_Brief:_
Rewrite the records below as a numbered list, running from their start through the line containing "pixel 368 197" and skipping blank lines. Leave out the picture.

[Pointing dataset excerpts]
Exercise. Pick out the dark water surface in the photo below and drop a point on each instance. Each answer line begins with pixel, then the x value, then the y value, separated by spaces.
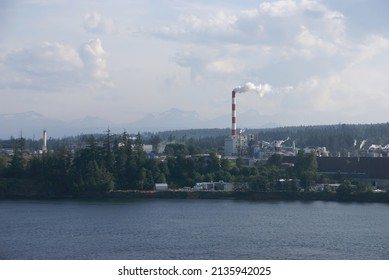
pixel 192 229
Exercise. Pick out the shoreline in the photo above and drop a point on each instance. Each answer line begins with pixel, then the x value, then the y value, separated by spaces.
pixel 368 197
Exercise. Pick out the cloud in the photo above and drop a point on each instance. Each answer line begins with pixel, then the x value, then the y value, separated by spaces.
pixel 96 23
pixel 94 57
pixel 53 65
pixel 280 8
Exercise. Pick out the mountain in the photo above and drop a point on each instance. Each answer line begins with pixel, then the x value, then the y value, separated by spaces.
pixel 31 124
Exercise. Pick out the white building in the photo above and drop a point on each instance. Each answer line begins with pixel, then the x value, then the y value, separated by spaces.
pixel 161 187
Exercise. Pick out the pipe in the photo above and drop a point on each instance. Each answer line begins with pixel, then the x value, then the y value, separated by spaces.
pixel 233 113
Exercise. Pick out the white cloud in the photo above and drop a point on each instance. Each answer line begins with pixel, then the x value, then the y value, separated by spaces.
pixel 96 23
pixel 280 8
pixel 53 65
pixel 224 66
pixel 312 43
pixel 94 58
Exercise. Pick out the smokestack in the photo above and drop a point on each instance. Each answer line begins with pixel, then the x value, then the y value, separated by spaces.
pixel 233 113
pixel 44 148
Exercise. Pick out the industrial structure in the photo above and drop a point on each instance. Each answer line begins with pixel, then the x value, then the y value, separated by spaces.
pixel 44 146
pixel 248 145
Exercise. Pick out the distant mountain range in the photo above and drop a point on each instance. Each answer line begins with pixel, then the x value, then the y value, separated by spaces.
pixel 31 124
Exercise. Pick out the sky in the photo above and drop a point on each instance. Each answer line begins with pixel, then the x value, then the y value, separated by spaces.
pixel 321 61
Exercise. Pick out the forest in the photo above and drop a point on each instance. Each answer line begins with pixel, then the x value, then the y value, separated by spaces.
pixel 107 162
pixel 119 163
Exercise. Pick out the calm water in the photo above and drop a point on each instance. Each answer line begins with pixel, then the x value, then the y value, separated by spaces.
pixel 192 229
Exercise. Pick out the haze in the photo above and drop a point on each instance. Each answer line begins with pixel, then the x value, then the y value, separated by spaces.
pixel 324 62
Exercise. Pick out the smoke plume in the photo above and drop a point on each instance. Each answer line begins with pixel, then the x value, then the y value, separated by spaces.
pixel 260 89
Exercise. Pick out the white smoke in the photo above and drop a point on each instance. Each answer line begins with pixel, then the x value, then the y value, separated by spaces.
pixel 260 89
pixel 362 144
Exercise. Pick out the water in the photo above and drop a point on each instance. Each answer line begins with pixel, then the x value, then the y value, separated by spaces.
pixel 192 229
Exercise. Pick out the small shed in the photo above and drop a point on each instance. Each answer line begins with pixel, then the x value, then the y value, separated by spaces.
pixel 161 187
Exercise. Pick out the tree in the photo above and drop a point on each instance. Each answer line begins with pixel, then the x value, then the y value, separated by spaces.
pixel 306 169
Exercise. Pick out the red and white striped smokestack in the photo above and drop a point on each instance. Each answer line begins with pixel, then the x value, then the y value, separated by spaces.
pixel 233 113
pixel 44 148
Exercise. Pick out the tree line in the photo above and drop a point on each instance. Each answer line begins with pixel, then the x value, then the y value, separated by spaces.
pixel 118 162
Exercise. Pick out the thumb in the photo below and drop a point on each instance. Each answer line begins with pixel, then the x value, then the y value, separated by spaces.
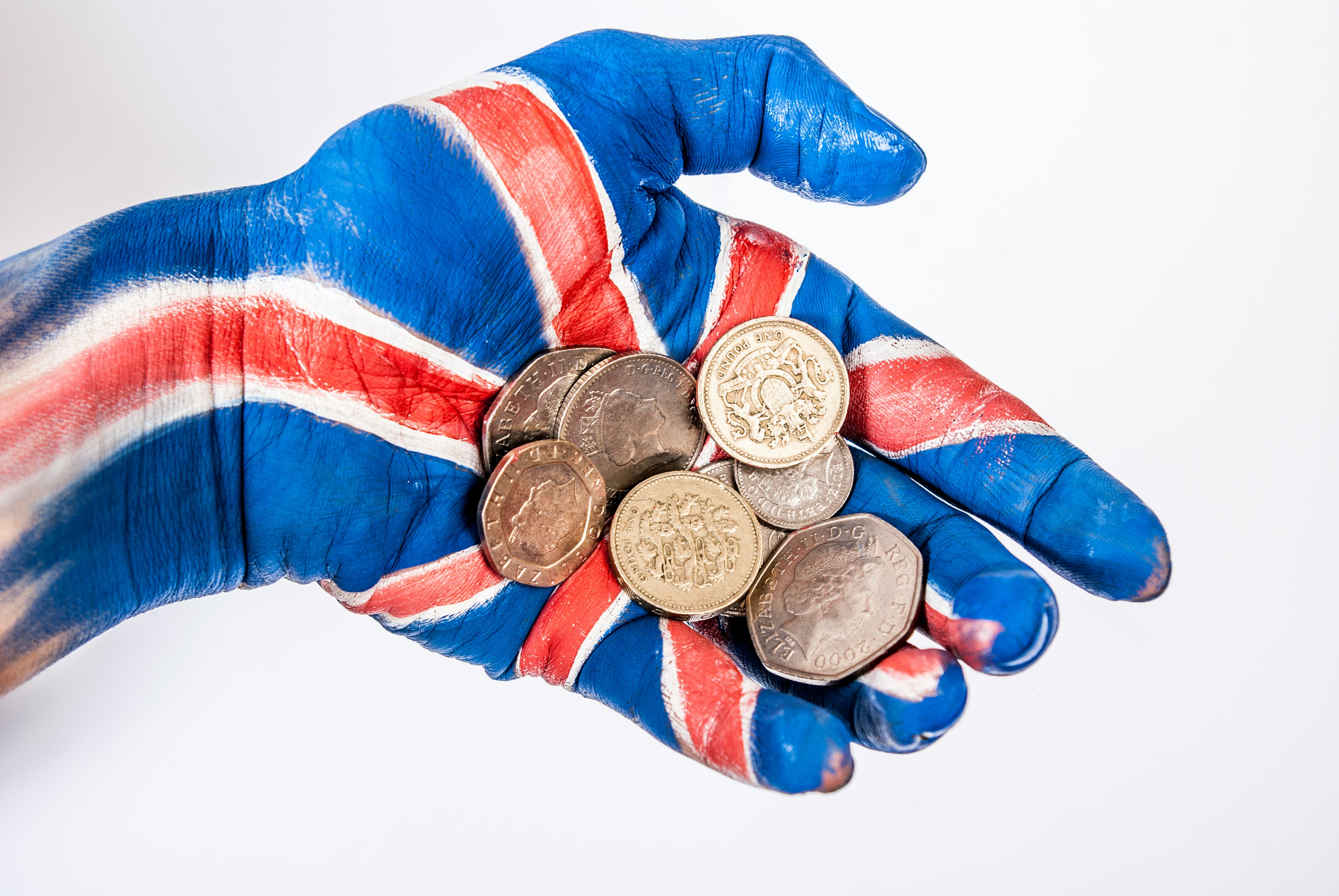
pixel 763 102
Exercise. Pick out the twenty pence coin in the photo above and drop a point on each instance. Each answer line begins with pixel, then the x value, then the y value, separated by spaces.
pixel 773 392
pixel 632 416
pixel 835 599
pixel 527 409
pixel 685 545
pixel 723 470
pixel 793 497
pixel 542 512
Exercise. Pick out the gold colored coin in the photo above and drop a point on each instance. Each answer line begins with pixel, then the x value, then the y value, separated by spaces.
pixel 773 392
pixel 685 545
pixel 542 512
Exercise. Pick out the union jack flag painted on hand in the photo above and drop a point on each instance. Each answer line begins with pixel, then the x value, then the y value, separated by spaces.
pixel 223 390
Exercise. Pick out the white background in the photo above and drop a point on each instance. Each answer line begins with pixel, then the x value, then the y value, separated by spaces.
pixel 1129 219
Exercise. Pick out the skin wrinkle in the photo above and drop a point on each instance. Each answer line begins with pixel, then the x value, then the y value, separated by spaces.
pixel 1032 512
pixel 428 254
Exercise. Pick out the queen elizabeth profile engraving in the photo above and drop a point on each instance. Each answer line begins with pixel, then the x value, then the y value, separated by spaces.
pixel 832 595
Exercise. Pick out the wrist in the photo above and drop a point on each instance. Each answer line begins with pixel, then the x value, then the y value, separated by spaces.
pixel 118 472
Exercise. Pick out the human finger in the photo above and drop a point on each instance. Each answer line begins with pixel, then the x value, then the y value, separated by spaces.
pixel 763 102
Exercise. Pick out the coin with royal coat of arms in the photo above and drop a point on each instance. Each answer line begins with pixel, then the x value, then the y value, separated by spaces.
pixel 527 409
pixel 725 470
pixel 542 512
pixel 632 416
pixel 835 598
pixel 773 392
pixel 685 545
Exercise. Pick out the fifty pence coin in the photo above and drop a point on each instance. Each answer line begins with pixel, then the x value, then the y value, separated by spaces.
pixel 793 497
pixel 632 416
pixel 835 599
pixel 542 513
pixel 685 545
pixel 527 409
pixel 773 392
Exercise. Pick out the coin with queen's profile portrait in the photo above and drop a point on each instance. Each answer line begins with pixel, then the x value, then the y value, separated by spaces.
pixel 835 598
pixel 632 416
pixel 773 392
pixel 542 512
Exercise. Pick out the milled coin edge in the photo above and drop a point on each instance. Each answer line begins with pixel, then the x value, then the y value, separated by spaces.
pixel 770 522
pixel 509 386
pixel 918 603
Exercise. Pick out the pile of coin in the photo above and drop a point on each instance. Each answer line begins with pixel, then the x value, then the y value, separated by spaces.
pixel 580 430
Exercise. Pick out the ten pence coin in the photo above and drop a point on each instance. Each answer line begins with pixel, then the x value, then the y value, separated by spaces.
pixel 527 409
pixel 542 512
pixel 795 497
pixel 773 392
pixel 632 416
pixel 835 599
pixel 685 545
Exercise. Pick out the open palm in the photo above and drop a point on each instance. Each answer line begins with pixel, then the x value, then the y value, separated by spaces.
pixel 280 381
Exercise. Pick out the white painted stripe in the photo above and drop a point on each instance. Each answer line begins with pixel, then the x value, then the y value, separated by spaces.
pixel 602 627
pixel 720 282
pixel 797 279
pixel 448 611
pixel 748 702
pixel 911 689
pixel 639 311
pixel 342 408
pixel 894 349
pixel 548 298
pixel 982 430
pixel 939 600
pixel 22 499
pixel 709 450
pixel 355 599
pixel 673 694
pixel 138 305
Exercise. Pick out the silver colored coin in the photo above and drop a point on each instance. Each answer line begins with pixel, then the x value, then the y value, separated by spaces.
pixel 723 470
pixel 793 497
pixel 542 512
pixel 634 417
pixel 772 392
pixel 527 409
pixel 835 599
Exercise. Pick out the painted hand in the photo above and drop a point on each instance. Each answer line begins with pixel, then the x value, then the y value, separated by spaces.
pixel 218 392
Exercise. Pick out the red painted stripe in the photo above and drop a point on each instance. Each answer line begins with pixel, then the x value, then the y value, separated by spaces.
pixel 713 688
pixel 763 263
pixel 914 662
pixel 544 168
pixel 567 620
pixel 898 405
pixel 970 640
pixel 452 580
pixel 227 342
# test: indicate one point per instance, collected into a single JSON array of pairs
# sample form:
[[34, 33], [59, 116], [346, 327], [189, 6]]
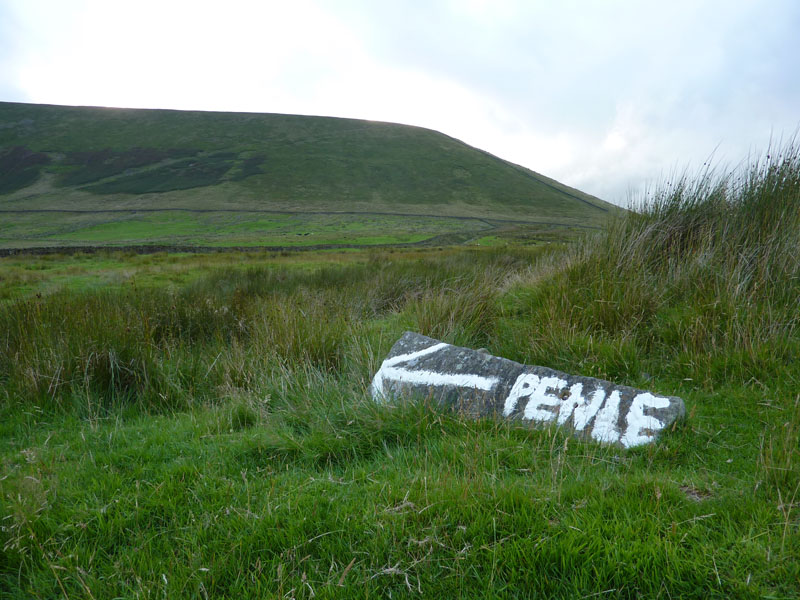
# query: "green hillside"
[[92, 160]]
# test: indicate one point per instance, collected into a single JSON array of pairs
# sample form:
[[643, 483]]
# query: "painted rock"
[[480, 385]]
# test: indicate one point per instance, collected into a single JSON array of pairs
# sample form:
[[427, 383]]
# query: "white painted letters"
[[541, 402], [604, 429], [639, 424], [546, 397], [391, 372]]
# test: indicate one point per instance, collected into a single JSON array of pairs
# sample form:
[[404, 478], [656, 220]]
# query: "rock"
[[481, 385]]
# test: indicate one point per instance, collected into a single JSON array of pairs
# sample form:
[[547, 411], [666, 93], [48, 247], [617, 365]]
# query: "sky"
[[609, 96]]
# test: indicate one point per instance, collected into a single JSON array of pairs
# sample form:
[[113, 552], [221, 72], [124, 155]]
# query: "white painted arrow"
[[390, 370]]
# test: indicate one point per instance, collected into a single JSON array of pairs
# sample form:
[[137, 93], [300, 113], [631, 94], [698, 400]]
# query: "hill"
[[254, 174]]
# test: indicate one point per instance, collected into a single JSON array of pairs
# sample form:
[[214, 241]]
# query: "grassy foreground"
[[206, 432]]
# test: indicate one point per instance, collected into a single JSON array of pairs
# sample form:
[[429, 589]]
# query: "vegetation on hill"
[[200, 426], [106, 159]]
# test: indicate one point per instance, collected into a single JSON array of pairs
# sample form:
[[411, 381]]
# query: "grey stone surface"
[[479, 384]]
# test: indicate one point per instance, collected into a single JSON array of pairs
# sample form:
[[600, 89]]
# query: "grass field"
[[199, 425]]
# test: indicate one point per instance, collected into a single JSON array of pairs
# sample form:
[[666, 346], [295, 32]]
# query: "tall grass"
[[705, 275], [161, 349]]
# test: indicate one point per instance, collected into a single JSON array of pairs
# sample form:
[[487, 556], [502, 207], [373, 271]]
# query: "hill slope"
[[96, 159]]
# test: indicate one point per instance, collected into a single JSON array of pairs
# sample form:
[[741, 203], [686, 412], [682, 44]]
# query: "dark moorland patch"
[[187, 173], [19, 168], [92, 165]]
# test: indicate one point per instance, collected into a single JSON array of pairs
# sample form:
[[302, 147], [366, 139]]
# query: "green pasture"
[[200, 426], [224, 229]]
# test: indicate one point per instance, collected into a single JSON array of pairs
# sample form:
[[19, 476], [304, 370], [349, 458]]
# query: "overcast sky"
[[605, 95]]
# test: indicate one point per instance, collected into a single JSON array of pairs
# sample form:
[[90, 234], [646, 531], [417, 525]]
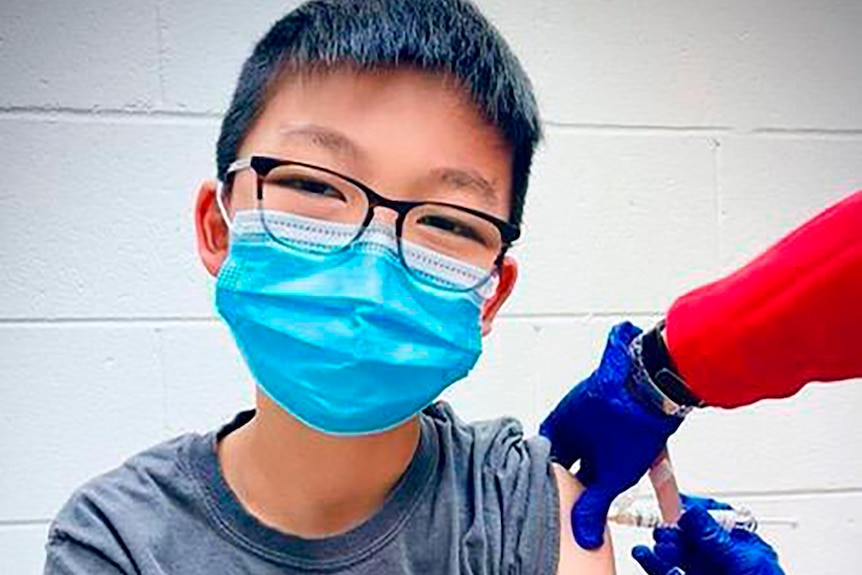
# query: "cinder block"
[[738, 64], [22, 549], [89, 55], [770, 185], [196, 37], [799, 443], [97, 219], [616, 223], [77, 400]]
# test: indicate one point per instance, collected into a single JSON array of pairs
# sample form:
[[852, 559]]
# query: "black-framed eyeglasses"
[[333, 210]]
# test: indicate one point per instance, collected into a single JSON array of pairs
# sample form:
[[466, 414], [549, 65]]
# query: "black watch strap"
[[662, 371]]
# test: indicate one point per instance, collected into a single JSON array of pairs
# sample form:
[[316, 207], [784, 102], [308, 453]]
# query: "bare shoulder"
[[575, 560]]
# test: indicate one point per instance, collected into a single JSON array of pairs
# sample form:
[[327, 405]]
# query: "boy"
[[372, 172]]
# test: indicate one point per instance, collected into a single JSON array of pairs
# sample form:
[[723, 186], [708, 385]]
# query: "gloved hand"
[[699, 546], [615, 437], [789, 317]]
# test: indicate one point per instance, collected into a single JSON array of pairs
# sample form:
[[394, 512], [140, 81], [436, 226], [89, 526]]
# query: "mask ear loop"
[[219, 192]]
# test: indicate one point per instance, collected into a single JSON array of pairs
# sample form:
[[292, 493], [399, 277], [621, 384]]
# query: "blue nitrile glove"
[[615, 437], [701, 547]]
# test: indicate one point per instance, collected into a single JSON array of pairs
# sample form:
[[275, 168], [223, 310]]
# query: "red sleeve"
[[791, 316]]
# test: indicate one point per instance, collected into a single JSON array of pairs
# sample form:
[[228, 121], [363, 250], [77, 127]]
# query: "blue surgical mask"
[[349, 343]]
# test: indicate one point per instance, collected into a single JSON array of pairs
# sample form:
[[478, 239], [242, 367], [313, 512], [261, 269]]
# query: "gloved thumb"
[[589, 517], [704, 534]]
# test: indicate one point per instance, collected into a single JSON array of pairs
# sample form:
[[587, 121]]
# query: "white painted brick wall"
[[682, 139]]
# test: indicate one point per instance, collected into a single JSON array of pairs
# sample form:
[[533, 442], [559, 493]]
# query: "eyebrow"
[[339, 144], [322, 137], [466, 178]]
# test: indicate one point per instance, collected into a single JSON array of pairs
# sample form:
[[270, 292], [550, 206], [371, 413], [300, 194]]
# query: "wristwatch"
[[655, 379]]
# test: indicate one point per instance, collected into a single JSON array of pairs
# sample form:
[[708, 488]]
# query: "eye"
[[308, 186], [452, 226]]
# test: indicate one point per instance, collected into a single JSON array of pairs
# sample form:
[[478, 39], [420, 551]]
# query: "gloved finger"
[[704, 535], [649, 562], [666, 535], [586, 473], [589, 517]]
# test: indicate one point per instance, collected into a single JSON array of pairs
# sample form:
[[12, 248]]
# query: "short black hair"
[[448, 36]]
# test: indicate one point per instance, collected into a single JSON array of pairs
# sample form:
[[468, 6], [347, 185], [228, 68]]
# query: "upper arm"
[[574, 559]]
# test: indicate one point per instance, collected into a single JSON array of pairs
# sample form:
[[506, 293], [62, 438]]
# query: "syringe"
[[728, 518]]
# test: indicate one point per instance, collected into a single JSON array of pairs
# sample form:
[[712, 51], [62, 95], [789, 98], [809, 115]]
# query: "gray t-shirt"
[[475, 499]]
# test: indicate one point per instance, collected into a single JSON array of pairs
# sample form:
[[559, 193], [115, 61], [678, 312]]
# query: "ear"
[[210, 227], [508, 275]]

_Answer:_
1. Exercise. Pick out the dark water surface in the photo below and drop a point on each instance. Each answer line begins with pixel, then the x value, then the y value, separated by spaces.
2. pixel 192 229
3. Exercise. Pick out the shoreline in the photo above and drop a point on each instance. Each answer line begins with pixel, then the x value, then the y value, separated by spaces.
4. pixel 368 197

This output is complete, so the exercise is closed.